#### Exercise tasks
a – Reproduce the part of the TSC2 inflammation summary starting at "## Contribution" and ending at "in TSC2-deficient cells.".
b – Answer these questions from the TSC2 inflammation summary, one per line:
(i) Through which autocrine signaling does TSC2 deficiency cause NF-κB and STAT3 activation?
(ii) According to the abstract, what are mTORC1 inhibitors not, even though they stabilize tumor growth in TSC?
(iii) Which two kinds of inhibitors does the TL;DR suggest combining?
──────── Text segment
# Loss of Tuberous Sclerosis Complex 2 confers inflammation via dysregulation of Nuclear factor kappa-light-chain-enhancer of activated B cells

**Authors:** Darius K. McPhail, Mohammad A.M. Alzahrani, Katie R. Martin, Brian L. Calver, Adrian J. Harwood, Jeffrey P. MacKeigan, David M. Davies, Andrew R. Tee

PMC · DOI: 10.21203/rs.3.rs-4569999/v1 · 2024-07-15

## TL;DR

This study shows that loss of TSC2 leads to inflammation via NF-κB and suggests combining NF-κB inhibitors with mTOR inhibitors could improve TSC treatment.

## Contribution

The study identifies NF-κB-driven autocrine signaling in TSC2-deficient cells and proposes NF-κB inhibition as a novel therapeutic strategy.

## Key findings

- NF-κB-regulated genes are enriched in TSC patient tumors and cell models.
- TSC2 deficiency causes NF-κB and STAT3 activation through IL-6 autocrine signaling.
- Combined mTORC1 and NF-κB inhibition prevents anchorage-independent growth and colony regrowth in TSC2-deficient cells.

## Abstract

Aberrant activation of mTORC1 is clearly defined in TSC, causing uncontrolled cell growth. While mTORC1 inhibitors show efficacy to stabilise tumour growth in TSC, they are not fully curative. Disease facets of TSC that are not restored with mTOR inhibitors might involve NF-κB. The study aimed to characterise NF-κB in the context of TSC.
────────────────
──────── Stored data
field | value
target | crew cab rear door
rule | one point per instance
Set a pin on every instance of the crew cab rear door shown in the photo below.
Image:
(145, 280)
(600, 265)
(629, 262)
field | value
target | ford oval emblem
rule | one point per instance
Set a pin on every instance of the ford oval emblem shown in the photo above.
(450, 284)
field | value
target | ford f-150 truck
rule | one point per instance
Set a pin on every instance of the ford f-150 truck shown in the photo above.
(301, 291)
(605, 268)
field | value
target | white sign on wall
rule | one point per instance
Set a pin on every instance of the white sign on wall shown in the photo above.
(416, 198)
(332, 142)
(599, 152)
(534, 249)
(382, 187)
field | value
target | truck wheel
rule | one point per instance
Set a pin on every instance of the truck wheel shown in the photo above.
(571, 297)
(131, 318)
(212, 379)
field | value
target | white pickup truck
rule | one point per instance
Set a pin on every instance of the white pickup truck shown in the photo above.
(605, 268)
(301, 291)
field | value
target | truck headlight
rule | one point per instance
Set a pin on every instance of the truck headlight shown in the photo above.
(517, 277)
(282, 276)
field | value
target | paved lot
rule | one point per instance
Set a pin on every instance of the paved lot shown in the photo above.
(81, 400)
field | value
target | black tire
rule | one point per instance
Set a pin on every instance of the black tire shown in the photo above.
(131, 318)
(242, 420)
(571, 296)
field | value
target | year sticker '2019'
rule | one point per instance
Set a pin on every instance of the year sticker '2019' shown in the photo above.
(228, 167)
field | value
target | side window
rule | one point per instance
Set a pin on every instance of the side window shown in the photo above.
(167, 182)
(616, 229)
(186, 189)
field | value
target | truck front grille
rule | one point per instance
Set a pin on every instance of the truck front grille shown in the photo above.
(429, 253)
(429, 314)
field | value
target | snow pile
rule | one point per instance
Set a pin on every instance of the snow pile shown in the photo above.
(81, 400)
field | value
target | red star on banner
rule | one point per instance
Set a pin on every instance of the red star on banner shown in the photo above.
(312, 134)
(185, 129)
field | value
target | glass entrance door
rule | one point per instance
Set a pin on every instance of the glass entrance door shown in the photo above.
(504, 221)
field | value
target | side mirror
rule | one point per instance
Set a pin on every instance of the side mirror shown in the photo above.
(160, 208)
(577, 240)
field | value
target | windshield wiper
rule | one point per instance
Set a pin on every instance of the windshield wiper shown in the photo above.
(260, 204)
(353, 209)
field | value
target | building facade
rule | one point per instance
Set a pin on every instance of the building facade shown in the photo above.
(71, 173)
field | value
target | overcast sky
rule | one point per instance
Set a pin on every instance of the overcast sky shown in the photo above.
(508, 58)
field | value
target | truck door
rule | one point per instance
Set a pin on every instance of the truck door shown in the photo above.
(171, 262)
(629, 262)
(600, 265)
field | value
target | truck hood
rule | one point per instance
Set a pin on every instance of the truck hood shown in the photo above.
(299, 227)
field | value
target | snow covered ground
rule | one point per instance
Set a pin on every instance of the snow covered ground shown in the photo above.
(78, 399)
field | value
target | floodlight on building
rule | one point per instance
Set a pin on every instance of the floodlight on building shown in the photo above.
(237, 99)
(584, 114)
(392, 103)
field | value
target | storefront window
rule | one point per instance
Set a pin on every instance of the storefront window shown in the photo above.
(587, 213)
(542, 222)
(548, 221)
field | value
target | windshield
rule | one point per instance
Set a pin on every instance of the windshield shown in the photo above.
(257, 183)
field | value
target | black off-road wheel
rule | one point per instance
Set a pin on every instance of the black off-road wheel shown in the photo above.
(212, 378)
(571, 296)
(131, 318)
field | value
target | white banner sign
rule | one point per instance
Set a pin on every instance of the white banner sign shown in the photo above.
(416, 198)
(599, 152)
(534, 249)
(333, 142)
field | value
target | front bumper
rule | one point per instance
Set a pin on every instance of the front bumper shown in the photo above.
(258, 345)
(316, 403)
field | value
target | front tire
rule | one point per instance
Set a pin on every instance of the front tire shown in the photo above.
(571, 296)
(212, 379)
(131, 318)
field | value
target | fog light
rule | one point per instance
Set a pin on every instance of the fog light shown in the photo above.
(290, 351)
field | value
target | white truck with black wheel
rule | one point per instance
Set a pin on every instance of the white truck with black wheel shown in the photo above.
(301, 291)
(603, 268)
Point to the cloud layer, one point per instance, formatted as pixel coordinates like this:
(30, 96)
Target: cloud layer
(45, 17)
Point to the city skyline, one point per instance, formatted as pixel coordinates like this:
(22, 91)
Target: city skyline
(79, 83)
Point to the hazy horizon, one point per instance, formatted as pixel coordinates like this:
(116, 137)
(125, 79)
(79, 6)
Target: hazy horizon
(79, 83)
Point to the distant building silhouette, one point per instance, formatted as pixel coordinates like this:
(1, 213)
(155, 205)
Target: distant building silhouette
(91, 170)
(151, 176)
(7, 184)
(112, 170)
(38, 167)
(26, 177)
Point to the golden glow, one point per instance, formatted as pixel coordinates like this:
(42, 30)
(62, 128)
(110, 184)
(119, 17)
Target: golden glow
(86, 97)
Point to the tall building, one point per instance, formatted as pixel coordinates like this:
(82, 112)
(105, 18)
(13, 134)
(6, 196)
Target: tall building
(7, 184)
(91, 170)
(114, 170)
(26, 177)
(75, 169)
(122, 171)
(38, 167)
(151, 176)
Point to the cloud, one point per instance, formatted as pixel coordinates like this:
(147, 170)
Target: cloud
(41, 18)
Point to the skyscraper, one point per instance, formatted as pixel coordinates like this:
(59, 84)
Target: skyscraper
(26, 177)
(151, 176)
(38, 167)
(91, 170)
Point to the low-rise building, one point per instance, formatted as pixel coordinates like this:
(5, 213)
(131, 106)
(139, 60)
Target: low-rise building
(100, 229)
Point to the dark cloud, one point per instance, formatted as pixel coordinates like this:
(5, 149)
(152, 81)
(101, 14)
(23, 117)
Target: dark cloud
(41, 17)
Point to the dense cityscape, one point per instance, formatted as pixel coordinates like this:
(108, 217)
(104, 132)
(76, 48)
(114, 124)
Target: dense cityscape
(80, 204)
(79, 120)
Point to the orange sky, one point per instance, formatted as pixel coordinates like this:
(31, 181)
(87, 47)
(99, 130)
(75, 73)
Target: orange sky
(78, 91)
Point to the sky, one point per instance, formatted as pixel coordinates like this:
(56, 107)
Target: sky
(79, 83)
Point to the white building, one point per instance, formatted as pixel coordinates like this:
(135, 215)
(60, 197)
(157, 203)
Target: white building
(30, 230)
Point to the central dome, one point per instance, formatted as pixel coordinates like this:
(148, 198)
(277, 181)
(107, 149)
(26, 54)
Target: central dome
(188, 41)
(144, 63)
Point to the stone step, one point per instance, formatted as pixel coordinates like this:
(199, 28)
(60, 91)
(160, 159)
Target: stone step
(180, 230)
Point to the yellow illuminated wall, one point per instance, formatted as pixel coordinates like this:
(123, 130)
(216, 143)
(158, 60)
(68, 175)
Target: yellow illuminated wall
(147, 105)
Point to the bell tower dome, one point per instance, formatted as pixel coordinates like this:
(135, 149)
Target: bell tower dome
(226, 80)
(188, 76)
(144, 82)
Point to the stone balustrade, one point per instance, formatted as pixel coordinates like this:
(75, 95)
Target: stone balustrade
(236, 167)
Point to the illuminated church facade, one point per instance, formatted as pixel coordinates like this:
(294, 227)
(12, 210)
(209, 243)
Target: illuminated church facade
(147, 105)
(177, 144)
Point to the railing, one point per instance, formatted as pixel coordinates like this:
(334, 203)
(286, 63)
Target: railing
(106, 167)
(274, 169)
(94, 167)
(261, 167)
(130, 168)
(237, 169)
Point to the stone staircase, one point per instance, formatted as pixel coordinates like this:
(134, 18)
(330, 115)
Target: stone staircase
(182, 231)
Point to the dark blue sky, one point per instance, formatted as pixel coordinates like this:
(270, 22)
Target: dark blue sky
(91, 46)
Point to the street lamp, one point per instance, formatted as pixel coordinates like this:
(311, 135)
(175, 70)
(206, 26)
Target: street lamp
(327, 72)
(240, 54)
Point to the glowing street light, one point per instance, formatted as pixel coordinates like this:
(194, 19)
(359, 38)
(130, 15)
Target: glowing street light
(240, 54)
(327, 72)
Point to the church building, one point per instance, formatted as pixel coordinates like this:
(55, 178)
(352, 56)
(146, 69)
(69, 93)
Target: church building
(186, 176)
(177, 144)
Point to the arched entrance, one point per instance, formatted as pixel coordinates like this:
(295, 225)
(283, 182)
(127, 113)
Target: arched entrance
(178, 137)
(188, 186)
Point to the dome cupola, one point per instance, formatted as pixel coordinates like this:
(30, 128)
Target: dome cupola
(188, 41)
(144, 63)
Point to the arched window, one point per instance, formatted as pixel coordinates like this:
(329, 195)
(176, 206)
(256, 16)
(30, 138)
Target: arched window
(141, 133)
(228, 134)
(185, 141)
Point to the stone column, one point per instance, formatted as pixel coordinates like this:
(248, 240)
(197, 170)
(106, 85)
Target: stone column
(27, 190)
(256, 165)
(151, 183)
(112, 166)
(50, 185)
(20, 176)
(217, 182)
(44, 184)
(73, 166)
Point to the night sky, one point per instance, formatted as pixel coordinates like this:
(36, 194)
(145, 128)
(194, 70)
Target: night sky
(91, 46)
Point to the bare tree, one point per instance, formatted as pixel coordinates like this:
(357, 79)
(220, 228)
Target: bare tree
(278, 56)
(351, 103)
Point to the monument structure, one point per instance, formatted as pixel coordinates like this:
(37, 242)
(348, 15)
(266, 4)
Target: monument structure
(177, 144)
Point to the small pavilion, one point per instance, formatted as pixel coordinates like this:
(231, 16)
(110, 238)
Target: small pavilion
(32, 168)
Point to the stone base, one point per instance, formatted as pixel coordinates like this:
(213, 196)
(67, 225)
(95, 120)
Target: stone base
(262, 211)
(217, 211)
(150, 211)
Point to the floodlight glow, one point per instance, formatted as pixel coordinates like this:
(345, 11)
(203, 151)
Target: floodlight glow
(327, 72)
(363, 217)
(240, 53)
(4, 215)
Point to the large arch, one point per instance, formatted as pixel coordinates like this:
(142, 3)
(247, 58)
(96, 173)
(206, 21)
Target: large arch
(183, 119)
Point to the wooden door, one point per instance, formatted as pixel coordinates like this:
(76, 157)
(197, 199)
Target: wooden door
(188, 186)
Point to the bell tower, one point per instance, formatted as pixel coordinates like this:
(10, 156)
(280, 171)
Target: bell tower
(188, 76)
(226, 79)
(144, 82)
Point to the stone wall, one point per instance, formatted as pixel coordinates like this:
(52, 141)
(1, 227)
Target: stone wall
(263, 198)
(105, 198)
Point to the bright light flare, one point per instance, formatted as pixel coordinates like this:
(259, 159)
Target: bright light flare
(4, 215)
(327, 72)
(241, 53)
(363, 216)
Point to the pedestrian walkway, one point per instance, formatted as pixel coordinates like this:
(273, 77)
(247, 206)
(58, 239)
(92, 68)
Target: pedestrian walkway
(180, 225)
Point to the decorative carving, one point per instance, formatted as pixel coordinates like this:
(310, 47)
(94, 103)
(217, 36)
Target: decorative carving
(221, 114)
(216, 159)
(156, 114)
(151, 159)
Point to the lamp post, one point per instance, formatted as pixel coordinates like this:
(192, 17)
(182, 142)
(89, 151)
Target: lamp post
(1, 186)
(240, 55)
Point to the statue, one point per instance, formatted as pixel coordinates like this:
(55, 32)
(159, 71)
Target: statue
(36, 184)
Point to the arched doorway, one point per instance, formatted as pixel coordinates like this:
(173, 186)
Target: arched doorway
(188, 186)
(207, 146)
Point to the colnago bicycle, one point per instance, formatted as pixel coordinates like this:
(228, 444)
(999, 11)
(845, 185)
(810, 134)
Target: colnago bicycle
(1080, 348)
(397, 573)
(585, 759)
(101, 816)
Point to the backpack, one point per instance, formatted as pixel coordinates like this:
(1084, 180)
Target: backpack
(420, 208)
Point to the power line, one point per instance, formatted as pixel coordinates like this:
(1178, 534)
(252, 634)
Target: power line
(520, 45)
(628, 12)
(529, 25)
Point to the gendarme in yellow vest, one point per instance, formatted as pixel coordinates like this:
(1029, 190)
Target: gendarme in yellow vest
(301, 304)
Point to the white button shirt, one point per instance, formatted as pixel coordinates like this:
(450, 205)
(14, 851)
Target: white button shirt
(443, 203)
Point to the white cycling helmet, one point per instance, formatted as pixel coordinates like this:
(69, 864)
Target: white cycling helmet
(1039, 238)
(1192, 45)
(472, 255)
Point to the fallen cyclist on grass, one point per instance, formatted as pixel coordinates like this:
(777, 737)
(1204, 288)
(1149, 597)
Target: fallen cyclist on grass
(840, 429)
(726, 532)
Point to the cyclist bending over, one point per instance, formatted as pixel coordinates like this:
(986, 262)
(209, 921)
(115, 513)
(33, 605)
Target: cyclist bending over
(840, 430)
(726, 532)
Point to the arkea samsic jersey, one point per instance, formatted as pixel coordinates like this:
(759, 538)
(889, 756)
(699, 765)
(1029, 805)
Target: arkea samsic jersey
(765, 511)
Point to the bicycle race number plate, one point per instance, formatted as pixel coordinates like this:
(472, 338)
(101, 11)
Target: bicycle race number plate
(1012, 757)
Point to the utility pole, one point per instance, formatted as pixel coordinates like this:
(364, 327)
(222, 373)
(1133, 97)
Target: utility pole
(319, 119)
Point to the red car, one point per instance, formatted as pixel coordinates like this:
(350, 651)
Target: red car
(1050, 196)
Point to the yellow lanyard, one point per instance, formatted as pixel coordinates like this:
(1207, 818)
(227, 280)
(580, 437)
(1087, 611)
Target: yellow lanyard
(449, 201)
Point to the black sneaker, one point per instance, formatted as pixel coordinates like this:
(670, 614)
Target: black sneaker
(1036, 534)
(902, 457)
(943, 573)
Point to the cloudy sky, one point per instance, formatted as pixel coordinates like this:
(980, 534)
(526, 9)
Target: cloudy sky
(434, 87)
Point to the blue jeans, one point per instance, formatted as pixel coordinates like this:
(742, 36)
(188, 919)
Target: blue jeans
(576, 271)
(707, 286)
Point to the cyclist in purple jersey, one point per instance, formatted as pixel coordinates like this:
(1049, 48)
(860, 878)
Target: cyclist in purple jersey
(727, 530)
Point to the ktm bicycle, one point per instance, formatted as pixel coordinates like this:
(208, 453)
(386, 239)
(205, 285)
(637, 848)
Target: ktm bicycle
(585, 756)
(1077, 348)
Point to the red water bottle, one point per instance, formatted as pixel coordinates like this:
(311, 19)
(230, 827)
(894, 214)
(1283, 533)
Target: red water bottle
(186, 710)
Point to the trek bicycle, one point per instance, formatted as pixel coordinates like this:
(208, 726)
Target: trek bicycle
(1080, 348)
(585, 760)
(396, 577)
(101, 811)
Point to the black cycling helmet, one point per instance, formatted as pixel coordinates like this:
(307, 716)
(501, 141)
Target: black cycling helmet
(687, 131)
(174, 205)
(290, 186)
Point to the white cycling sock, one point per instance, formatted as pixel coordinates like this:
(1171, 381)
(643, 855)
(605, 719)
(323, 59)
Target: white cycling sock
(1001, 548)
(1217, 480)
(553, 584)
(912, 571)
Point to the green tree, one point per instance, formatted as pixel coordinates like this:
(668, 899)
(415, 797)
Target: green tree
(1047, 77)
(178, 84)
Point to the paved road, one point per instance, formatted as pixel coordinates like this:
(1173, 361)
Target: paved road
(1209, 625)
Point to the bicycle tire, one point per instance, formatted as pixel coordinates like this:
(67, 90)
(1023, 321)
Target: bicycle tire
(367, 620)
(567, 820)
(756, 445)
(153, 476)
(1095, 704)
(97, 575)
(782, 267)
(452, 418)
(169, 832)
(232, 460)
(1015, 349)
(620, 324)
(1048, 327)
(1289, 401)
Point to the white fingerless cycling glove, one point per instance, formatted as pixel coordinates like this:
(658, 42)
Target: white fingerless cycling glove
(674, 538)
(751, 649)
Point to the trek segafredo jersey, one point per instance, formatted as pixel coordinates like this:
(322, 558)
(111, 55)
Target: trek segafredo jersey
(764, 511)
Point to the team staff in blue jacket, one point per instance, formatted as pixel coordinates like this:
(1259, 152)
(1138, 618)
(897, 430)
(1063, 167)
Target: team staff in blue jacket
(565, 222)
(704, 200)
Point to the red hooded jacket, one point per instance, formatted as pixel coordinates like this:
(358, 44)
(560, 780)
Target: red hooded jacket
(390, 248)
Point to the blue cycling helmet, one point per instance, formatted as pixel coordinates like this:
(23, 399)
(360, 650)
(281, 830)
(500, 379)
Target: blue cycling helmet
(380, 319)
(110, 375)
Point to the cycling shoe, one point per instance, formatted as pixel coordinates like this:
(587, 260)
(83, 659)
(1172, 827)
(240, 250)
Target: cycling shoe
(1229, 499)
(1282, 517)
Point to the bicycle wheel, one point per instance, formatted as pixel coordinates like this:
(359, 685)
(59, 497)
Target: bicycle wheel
────────────────
#### Results for the exercise
a –
## Contribution

The study identifies NF-κB-driven autocrine signaling in TSC2-deficient cells and proposes NF-κB inhibition as a novel therapeutic strategy.

## Key findings

- NF-κB-regulated genes are enriched in TSC patient tumors and cell models.
- TSC2 deficiency causes NF-κB and STAT3 activation through IL-6 autocrine signaling.
- Combined mTORC1 and NF-κB inhibition prevents anchorage-independent growth and colony regrowth in TSC2-deficient cells.

b –
(i) IL-6 autocrine signaling
(ii) Fully curative
(iii) NF-κB inhibitors and mTOR inhibitors